Try it :: Copy the entries character for character.

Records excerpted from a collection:
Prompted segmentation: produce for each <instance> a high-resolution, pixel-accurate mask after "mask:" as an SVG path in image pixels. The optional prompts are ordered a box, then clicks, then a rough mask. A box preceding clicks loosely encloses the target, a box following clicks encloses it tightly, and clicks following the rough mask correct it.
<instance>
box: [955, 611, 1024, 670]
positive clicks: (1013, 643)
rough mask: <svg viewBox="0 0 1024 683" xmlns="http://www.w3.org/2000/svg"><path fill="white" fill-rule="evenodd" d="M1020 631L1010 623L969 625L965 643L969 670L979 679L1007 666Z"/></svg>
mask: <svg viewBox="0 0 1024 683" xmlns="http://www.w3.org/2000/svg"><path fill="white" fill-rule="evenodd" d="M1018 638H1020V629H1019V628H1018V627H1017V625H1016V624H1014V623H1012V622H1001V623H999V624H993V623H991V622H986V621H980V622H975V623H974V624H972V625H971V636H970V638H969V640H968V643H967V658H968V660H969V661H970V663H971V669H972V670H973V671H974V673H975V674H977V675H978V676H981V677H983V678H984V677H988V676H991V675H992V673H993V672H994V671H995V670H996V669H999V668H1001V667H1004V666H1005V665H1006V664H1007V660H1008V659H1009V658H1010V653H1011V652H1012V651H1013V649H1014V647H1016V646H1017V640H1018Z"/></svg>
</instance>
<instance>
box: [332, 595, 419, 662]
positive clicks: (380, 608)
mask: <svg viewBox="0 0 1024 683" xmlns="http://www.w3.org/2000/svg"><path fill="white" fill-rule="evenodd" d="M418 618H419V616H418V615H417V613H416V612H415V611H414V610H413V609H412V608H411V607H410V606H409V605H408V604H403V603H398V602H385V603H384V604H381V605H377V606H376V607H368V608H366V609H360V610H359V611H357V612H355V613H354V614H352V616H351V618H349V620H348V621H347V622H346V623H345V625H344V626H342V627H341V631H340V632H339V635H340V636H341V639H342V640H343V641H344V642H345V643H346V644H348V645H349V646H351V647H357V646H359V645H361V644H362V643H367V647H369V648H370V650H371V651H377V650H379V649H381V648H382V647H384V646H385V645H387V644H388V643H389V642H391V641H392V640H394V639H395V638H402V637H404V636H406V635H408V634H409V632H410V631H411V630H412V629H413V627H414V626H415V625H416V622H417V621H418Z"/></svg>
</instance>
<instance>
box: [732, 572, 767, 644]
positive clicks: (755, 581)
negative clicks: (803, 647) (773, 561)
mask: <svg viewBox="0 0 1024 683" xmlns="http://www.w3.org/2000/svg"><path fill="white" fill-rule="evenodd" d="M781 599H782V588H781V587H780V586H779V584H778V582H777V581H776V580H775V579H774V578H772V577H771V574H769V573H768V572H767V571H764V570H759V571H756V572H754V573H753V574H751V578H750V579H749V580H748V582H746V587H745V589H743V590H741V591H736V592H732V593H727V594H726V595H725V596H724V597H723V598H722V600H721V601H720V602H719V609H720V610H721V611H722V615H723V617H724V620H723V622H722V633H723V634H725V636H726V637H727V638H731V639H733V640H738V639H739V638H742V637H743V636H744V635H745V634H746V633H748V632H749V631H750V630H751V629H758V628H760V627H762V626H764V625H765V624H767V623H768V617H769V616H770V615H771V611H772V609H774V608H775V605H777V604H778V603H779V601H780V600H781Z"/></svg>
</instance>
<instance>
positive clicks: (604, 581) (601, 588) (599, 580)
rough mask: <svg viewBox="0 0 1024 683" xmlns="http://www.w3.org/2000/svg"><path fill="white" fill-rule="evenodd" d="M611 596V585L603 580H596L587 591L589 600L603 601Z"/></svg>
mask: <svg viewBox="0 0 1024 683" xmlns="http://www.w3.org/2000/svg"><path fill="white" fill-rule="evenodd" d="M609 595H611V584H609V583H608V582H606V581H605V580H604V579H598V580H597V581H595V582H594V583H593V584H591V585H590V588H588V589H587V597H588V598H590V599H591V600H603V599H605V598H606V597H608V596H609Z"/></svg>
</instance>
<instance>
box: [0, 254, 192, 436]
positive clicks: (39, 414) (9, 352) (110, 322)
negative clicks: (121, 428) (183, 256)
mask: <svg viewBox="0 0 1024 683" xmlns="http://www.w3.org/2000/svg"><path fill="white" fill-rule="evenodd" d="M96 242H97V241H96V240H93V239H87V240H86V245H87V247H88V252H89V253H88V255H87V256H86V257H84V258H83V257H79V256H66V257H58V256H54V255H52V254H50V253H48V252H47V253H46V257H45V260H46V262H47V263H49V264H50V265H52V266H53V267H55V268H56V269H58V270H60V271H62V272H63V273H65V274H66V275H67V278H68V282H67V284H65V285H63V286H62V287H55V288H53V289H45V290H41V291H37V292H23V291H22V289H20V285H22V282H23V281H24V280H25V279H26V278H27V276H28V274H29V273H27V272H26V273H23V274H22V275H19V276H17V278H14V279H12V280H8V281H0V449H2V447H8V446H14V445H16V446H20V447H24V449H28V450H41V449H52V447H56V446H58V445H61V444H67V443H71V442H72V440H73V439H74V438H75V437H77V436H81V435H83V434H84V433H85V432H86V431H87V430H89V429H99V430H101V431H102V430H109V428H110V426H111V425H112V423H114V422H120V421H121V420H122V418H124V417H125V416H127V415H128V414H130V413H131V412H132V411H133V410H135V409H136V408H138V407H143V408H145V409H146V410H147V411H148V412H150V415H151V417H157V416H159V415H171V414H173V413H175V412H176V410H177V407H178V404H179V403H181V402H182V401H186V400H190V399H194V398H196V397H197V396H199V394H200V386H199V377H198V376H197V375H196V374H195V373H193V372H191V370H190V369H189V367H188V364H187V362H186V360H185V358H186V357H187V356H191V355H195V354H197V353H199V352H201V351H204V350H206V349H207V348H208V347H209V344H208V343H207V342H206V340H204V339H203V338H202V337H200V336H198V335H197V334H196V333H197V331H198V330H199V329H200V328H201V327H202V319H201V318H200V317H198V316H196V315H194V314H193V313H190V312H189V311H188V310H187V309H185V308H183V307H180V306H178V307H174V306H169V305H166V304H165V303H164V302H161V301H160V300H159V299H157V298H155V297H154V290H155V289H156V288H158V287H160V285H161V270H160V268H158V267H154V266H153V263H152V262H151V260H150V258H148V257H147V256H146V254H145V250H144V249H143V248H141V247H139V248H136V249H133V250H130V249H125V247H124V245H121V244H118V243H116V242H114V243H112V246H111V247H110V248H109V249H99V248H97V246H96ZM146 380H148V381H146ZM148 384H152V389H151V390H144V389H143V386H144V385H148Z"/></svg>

Exercise answer ::
Prompted segmentation: produce for each <instance> a high-resolution, pixel-accurate mask after "mask:" as an SVG path in image pixels. The optional prompts are ordered a box, then clicks, then a rough mask. A box preceding clicks loosely encloses the target, a box following clicks encloses it tightly, and clicks following the rough mask correct it.
<instance>
box: [955, 611, 1024, 670]
positive clicks: (1013, 643)
rough mask: <svg viewBox="0 0 1024 683" xmlns="http://www.w3.org/2000/svg"><path fill="white" fill-rule="evenodd" d="M1020 631L1010 623L969 625L965 643L969 670L979 679L1007 666Z"/></svg>
mask: <svg viewBox="0 0 1024 683" xmlns="http://www.w3.org/2000/svg"><path fill="white" fill-rule="evenodd" d="M1018 638H1020V629H1019V628H1018V627H1017V625H1016V624H1014V623H1012V622H1001V623H999V624H993V623H991V622H986V621H980V622H975V623H974V624H972V625H971V636H970V638H969V640H968V643H967V658H968V660H969V661H970V663H971V669H972V670H973V671H974V673H975V674H977V675H978V676H981V677H983V678H984V677H988V676H991V675H992V673H993V672H994V671H995V670H996V669H999V668H1001V667H1004V666H1005V665H1006V664H1007V660H1008V659H1009V658H1010V653H1011V652H1012V651H1013V649H1014V647H1016V646H1017V640H1018Z"/></svg>
</instance>
<instance>
box: [332, 595, 419, 662]
positive clicks: (380, 608)
mask: <svg viewBox="0 0 1024 683" xmlns="http://www.w3.org/2000/svg"><path fill="white" fill-rule="evenodd" d="M418 618H419V616H418V615H417V613H416V612H415V611H414V610H413V609H412V608H411V607H410V606H409V605H408V604H403V603H398V602H385V603H384V604H381V605H377V606H376V607H368V608H366V609H360V610H359V611H357V612H355V613H354V614H352V616H351V618H349V620H348V621H347V622H346V623H345V625H344V626H342V627H341V631H340V632H339V635H340V636H341V639H342V640H343V641H344V642H345V643H346V644H348V645H349V646H351V647H357V646H359V645H361V644H362V643H367V647H369V648H370V650H371V651H377V650H379V649H381V648H382V647H384V646H385V645H387V644H388V643H389V642H391V641H392V640H394V639H395V638H402V637H404V636H406V635H408V634H409V632H410V631H411V630H412V629H413V627H414V626H415V625H416V622H417V621H418Z"/></svg>
</instance>
<instance>
box: [732, 572, 767, 644]
positive clicks: (755, 581)
negative clicks: (803, 647) (773, 561)
mask: <svg viewBox="0 0 1024 683" xmlns="http://www.w3.org/2000/svg"><path fill="white" fill-rule="evenodd" d="M781 599H782V588H781V587H780V586H779V584H778V582H777V581H776V580H775V579H774V578H772V577H771V574H769V573H768V572H767V571H764V570H759V571H756V572H754V573H753V574H751V578H750V579H749V580H748V582H746V587H745V589H743V590H741V591H736V592H732V593H727V594H726V595H725V596H724V597H723V598H722V600H721V601H720V602H719V609H720V610H721V611H722V615H723V617H724V620H723V622H722V633H723V634H725V636H726V637H727V638H731V639H733V640H738V639H739V638H742V637H743V636H744V635H745V634H746V633H748V632H749V631H750V630H751V629H758V628H760V627H762V626H764V625H765V624H767V623H768V617H769V616H770V615H771V611H772V609H774V608H775V605H777V604H778V603H779V601H780V600H781Z"/></svg>
</instance>
<instance>
positive clicks: (604, 581) (601, 588) (599, 580)
rough mask: <svg viewBox="0 0 1024 683" xmlns="http://www.w3.org/2000/svg"><path fill="white" fill-rule="evenodd" d="M611 596V585L603 580H596L587 591L589 600L603 601Z"/></svg>
mask: <svg viewBox="0 0 1024 683" xmlns="http://www.w3.org/2000/svg"><path fill="white" fill-rule="evenodd" d="M609 595H611V584H609V583H608V582H606V581H605V580H604V579H598V580H597V581H595V582H594V583H593V584H591V585H590V588H588V589H587V597H588V598H590V599H591V600H603V599H605V598H606V597H608V596H609Z"/></svg>
</instance>
<instance>
box: [0, 254, 192, 436]
positive clicks: (39, 414) (9, 352) (110, 322)
negative clicks: (121, 428) (183, 256)
mask: <svg viewBox="0 0 1024 683" xmlns="http://www.w3.org/2000/svg"><path fill="white" fill-rule="evenodd" d="M96 242H97V241H96V240H93V239H87V240H86V245H87V247H88V252H89V253H88V255H87V256H86V257H84V258H83V257H79V256H66V257H58V256H54V255H52V254H50V253H48V252H47V253H46V257H45V260H46V262H47V263H49V264H50V265H52V266H53V267H55V268H56V269H58V270H60V271H62V272H63V273H65V274H66V275H67V278H68V282H67V284H65V285H63V286H62V287H55V288H53V289H45V290H41V291H37V292H23V291H22V289H20V285H22V282H23V281H24V280H25V279H26V278H27V276H28V274H29V273H27V272H26V273H23V274H22V275H19V276H17V278H14V279H12V280H8V281H0V449H2V447H8V446H14V445H16V446H20V447H24V449H28V450H41V449H52V447H56V446H58V445H61V444H67V443H71V442H72V440H73V439H74V438H75V437H77V436H81V435H83V434H84V433H85V432H86V431H87V430H89V429H99V430H101V431H102V430H109V428H110V426H111V425H112V423H114V422H120V421H121V420H122V418H124V417H125V416H127V415H128V414H130V413H131V412H132V411H133V410H135V409H136V408H138V407H143V408H145V409H146V410H147V411H148V412H150V415H151V417H157V416H159V415H171V414H173V413H175V412H176V410H177V407H178V404H179V403H181V402H182V401H186V400H190V399H194V398H196V397H197V396H199V394H200V386H199V377H198V376H197V375H196V374H195V373H193V372H191V370H190V369H189V367H188V364H187V362H186V360H185V358H186V357H187V356H191V355H195V354H197V353H199V352H201V351H204V350H206V349H207V348H208V347H209V344H208V343H207V342H206V340H204V339H203V338H202V337H200V336H198V335H197V334H196V333H197V331H198V330H199V329H200V328H201V327H202V319H201V318H200V317H198V316H196V315H194V314H193V313H190V312H189V311H188V310H187V309H185V308H183V307H180V306H178V307H174V306H169V305H166V304H165V303H164V302H161V301H160V300H159V299H157V298H155V297H154V290H155V289H156V288H158V287H160V285H161V270H160V268H158V267H154V266H153V263H152V262H151V260H150V258H148V257H147V256H146V254H145V250H144V249H143V248H141V247H139V248H136V249H133V250H130V249H125V247H124V245H121V244H118V243H116V242H114V243H112V246H111V247H110V248H109V249H99V248H97V246H96ZM146 380H148V381H146ZM148 384H152V389H151V390H144V389H143V386H144V385H148Z"/></svg>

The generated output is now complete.